* Exercise description:
Each of the lines below must be retyped character for character.

* Supplied material:
-- Opening Marker --

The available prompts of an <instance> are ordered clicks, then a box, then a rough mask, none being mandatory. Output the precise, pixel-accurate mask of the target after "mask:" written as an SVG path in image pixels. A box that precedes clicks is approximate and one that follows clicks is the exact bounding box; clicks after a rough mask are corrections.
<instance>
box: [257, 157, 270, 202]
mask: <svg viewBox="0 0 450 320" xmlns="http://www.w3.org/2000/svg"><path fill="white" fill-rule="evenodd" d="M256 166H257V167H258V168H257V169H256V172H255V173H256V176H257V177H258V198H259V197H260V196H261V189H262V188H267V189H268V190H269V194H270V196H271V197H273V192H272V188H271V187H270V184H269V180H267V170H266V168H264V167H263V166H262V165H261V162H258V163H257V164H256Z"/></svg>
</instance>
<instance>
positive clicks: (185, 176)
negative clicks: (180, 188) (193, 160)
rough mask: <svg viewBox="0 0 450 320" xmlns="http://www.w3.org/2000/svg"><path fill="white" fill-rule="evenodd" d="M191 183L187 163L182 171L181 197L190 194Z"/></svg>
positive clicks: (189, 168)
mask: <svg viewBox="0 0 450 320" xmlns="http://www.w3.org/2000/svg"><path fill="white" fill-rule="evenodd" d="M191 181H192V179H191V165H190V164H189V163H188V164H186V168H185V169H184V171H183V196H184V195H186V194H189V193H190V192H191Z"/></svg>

-- Closing Marker --

* Exercise response:
The available prompts of an <instance> are ordered clicks, then a box, then a rough mask, none being mandatory. Output the precise, pixel-accurate mask of the target after "mask:" written as an SVG path in image pixels. A box that precedes clicks is approximate and one that follows clicks is the exact bounding box; clicks after a rough mask are corrections.
<instance>
box: [257, 157, 270, 202]
mask: <svg viewBox="0 0 450 320" xmlns="http://www.w3.org/2000/svg"><path fill="white" fill-rule="evenodd" d="M256 166H257V167H258V168H257V169H256V172H255V173H256V176H257V177H258V198H259V197H260V196H261V189H262V188H267V189H268V190H269V194H270V196H271V197H273V192H272V188H271V187H270V184H269V180H267V170H266V168H264V167H263V166H262V165H261V162H258V163H257V164H256Z"/></svg>
</instance>
<instance>
positive clicks: (185, 176)
negative clicks: (180, 188) (193, 160)
rough mask: <svg viewBox="0 0 450 320" xmlns="http://www.w3.org/2000/svg"><path fill="white" fill-rule="evenodd" d="M191 183L187 163L182 171L181 197L190 194Z"/></svg>
positive clicks: (189, 168)
mask: <svg viewBox="0 0 450 320" xmlns="http://www.w3.org/2000/svg"><path fill="white" fill-rule="evenodd" d="M191 181H192V179H191V165H190V164H189V163H188V164H186V168H185V169H184V171H183V196H184V195H186V194H189V193H190V192H191Z"/></svg>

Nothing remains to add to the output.